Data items
>>>>>

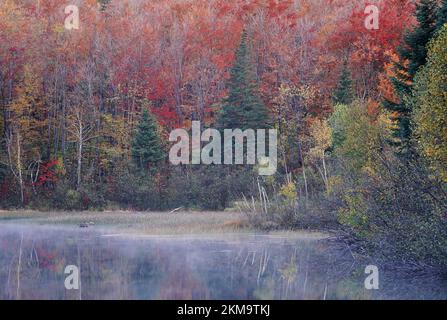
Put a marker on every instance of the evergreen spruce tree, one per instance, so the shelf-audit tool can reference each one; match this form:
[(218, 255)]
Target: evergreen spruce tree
[(243, 108), (146, 147), (415, 52), (430, 106), (343, 92)]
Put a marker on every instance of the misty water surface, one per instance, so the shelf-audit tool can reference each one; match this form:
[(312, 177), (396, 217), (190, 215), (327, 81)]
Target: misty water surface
[(33, 260)]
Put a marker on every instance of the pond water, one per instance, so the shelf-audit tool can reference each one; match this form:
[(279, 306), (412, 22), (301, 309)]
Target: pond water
[(33, 260)]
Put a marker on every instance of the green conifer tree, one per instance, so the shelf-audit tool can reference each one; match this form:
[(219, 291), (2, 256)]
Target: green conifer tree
[(243, 108), (414, 51), (343, 92), (146, 147)]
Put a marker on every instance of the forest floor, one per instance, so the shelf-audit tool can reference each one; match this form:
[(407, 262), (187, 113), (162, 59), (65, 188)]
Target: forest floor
[(146, 223)]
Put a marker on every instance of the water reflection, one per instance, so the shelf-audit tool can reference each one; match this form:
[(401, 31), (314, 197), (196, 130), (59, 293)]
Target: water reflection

<<<<<

**Task**:
Only one stretch of the entries above is wanted: the lines from the one containing "Put a marker on every instance of the pond" through the one containing "[(407, 262), (187, 113), (162, 59), (65, 188)]". Please reproduce it exactly.

**Exercise response**:
Put a marker on every instance of the pond water, one per instance, so the shelf-audit tool can reference each one; match this form:
[(279, 306), (412, 22), (301, 309)]
Target: pond water
[(33, 260)]
Put a marker on every instance of the green conifer tree, one per instance, so the shelf-audit tool can reference each one; match this form:
[(219, 291), (2, 256)]
Target: green conifer tree
[(243, 108), (414, 51), (343, 92), (146, 147)]
Put a marker on every instance of the forest floor, one per instance, so the shelf-audit tool can reference each one; match this form:
[(407, 262), (187, 113), (162, 59), (65, 188)]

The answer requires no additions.